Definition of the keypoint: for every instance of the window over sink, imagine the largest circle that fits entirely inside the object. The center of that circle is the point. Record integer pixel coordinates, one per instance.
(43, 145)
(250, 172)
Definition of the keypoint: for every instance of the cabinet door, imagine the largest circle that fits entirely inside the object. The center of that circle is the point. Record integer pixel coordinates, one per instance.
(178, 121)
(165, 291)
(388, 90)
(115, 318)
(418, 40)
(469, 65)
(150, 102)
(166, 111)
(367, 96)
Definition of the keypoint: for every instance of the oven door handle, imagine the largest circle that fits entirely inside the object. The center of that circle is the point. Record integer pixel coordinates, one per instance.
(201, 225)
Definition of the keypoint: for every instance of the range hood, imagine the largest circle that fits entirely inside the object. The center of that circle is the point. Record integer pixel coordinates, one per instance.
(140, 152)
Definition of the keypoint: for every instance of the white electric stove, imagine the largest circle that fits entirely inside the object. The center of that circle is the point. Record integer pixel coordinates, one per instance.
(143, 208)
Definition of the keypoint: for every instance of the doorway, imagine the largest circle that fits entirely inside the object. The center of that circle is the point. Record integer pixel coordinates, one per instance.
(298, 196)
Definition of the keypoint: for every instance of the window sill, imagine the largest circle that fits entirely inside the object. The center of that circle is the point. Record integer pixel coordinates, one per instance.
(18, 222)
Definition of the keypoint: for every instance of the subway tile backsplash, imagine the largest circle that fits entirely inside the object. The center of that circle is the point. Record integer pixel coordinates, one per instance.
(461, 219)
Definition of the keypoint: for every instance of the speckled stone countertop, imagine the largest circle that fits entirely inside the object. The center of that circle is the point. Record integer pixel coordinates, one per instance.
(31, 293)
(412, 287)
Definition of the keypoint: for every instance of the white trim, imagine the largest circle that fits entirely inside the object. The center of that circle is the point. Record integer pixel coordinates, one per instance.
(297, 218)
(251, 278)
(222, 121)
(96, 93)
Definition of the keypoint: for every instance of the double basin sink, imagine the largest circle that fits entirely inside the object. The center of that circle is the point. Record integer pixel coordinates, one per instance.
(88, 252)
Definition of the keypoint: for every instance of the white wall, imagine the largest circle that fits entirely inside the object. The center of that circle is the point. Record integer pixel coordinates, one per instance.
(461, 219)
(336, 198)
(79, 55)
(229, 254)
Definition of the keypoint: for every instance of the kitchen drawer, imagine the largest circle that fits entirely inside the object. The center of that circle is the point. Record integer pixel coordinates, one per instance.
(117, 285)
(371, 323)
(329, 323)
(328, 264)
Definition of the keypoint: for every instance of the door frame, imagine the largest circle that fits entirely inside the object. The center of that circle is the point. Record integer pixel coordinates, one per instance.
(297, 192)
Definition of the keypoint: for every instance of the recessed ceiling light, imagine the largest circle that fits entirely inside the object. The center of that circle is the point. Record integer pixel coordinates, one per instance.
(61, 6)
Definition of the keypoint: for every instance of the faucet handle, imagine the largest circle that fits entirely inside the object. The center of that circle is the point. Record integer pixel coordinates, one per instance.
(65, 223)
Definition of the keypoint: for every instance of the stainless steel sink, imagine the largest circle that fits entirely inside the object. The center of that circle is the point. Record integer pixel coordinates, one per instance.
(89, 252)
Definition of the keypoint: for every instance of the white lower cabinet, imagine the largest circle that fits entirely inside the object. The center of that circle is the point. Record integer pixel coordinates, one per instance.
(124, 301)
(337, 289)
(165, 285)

=-=-=-=-=

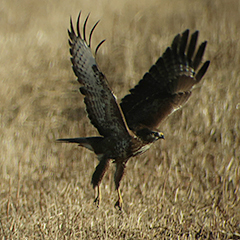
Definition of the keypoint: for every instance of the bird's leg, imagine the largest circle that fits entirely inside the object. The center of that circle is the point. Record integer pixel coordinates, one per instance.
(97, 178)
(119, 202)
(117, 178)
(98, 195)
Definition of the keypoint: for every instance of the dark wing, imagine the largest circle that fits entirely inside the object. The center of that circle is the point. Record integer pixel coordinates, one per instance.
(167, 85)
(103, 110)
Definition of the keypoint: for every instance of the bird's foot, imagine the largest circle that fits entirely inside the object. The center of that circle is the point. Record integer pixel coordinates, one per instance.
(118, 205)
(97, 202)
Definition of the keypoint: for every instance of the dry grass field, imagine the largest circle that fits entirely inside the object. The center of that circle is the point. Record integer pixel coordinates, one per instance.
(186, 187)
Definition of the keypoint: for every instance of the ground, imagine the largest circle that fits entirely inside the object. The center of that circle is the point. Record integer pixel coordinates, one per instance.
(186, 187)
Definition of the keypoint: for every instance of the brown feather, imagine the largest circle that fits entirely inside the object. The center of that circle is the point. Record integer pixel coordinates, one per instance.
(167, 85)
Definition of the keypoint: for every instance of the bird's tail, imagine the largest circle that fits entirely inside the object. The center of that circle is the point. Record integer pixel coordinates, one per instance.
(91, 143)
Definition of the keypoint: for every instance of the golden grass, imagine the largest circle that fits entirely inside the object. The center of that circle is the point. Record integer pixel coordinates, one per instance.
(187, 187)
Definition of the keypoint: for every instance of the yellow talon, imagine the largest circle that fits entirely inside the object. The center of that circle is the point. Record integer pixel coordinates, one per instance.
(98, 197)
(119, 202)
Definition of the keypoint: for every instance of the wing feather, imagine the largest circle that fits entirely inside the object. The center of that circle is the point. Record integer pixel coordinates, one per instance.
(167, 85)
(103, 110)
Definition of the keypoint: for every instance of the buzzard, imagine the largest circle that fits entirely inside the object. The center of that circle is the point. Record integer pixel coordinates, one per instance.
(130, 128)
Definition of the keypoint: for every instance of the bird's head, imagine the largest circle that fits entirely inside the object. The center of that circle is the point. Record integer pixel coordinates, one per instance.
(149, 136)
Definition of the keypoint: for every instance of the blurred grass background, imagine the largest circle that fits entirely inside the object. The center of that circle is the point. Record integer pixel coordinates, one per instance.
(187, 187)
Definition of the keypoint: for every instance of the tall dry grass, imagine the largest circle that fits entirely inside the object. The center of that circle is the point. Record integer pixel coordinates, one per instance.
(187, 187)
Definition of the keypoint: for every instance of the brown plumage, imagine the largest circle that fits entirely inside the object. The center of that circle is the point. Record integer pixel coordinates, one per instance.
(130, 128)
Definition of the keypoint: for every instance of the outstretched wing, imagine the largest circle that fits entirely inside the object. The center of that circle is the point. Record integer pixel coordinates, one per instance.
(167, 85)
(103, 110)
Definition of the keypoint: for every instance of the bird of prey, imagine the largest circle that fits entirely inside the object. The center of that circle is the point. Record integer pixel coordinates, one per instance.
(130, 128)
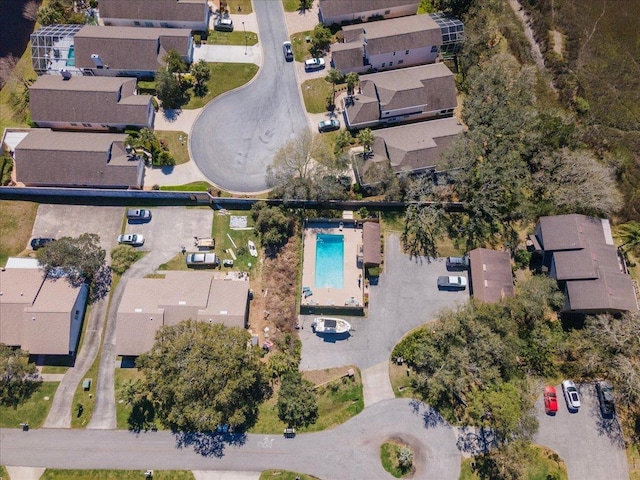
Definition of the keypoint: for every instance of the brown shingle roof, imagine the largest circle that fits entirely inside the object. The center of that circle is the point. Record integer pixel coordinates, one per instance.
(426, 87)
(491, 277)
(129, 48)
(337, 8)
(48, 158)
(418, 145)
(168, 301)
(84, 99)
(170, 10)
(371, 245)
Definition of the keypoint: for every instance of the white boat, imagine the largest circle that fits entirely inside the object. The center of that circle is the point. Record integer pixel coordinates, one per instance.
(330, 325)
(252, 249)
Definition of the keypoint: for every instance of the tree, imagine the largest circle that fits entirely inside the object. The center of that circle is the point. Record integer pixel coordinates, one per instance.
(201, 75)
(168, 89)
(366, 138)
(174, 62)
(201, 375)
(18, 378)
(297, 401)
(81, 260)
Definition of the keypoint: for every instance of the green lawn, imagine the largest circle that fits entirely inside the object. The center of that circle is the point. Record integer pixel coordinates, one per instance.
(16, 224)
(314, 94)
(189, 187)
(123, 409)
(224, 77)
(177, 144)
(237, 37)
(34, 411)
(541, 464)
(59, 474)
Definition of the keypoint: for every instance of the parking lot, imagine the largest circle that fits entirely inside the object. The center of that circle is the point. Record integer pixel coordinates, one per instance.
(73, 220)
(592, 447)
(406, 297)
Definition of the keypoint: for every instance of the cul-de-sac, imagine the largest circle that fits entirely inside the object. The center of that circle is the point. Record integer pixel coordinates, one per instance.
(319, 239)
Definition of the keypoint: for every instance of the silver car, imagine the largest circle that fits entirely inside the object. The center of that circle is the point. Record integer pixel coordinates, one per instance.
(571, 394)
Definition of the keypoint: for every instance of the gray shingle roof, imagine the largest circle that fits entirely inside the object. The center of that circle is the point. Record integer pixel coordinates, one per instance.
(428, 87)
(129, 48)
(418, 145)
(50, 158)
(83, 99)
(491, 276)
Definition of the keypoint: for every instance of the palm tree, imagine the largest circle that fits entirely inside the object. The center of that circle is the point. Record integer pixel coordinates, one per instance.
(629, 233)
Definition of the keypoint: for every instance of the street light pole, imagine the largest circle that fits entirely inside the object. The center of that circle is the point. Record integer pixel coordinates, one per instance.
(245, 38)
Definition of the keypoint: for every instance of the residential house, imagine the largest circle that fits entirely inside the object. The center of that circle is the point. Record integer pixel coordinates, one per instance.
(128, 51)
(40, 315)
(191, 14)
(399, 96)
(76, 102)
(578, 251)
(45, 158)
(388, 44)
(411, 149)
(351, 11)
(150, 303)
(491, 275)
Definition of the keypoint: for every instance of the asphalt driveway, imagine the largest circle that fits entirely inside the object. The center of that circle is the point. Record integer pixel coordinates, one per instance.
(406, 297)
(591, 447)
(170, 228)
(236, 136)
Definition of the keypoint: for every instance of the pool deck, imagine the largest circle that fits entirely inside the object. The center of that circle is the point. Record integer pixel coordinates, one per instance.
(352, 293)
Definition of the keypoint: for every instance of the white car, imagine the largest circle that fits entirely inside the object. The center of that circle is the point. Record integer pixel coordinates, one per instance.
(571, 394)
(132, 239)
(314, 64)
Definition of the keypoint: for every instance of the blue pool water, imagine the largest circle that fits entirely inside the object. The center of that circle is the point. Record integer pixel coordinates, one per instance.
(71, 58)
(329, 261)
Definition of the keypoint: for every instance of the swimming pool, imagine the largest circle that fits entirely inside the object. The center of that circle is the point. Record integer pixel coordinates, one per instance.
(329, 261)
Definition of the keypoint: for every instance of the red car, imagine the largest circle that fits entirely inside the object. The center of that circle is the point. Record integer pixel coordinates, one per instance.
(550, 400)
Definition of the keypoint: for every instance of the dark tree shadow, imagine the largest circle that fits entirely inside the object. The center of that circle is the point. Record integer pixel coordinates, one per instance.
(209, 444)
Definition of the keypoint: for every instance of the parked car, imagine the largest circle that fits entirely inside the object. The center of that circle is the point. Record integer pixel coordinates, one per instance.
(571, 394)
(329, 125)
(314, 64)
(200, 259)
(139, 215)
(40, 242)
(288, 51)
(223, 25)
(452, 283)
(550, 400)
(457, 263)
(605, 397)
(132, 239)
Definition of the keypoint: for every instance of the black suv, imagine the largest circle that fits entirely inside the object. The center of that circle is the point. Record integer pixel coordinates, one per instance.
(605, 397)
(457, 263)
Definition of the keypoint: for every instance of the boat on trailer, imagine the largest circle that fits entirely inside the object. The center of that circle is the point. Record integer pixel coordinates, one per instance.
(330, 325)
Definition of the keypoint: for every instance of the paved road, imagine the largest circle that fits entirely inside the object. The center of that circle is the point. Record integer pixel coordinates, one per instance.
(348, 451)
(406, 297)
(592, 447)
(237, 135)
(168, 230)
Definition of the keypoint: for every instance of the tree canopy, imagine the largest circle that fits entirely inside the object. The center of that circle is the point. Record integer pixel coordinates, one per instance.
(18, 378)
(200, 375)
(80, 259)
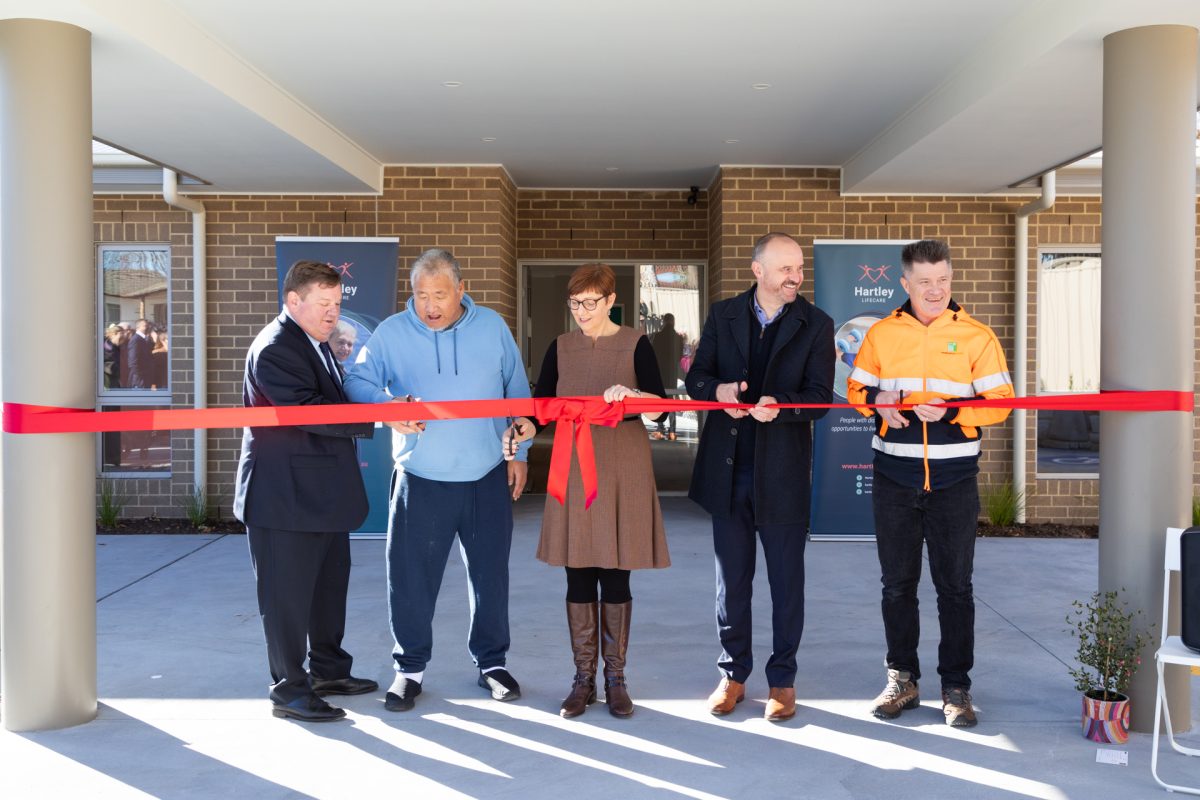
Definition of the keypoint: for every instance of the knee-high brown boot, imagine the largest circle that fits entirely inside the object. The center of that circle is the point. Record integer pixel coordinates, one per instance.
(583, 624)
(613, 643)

=-=-=-=-=

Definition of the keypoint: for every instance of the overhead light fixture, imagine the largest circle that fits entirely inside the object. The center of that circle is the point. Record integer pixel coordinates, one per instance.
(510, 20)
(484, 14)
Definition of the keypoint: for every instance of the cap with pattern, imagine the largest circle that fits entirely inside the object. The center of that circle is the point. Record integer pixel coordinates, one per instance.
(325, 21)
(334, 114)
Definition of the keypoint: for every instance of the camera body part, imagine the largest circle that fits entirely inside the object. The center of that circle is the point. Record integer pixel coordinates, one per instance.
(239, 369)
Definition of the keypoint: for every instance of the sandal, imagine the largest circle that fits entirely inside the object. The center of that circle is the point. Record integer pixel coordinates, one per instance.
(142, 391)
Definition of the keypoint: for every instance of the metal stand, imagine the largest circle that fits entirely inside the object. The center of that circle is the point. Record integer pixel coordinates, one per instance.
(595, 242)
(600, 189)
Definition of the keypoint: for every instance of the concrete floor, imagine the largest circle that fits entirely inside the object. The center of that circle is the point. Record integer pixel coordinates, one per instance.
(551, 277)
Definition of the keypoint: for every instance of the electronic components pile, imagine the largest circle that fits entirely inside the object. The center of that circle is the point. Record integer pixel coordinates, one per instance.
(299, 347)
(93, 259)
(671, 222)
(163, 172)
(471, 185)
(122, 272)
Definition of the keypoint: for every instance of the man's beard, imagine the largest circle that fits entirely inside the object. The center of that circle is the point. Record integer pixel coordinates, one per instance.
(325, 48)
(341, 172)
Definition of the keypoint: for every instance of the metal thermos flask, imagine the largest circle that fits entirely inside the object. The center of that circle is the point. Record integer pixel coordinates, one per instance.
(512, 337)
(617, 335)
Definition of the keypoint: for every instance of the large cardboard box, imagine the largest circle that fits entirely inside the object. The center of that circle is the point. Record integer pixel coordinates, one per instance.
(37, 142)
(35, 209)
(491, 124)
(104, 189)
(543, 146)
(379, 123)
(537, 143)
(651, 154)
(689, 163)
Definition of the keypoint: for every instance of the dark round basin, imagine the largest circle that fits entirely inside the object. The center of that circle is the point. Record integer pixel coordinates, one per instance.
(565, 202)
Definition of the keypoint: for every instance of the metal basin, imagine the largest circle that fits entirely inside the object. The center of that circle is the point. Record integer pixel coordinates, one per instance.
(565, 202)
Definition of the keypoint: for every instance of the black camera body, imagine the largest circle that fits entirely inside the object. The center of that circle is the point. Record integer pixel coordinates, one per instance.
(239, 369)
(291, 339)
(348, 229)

=-=-=-=-=

**Requirements:** Please pick out each line of the listing above that contains the word "speckled" and copy those lines.

**Output of the task:**
Definition of the keypoint: for every instance of the speckled stone countertop, imagine the largest circle that fits entirely inside the object. The center of that circle is the point. Record integer pixel coordinates, one per instance.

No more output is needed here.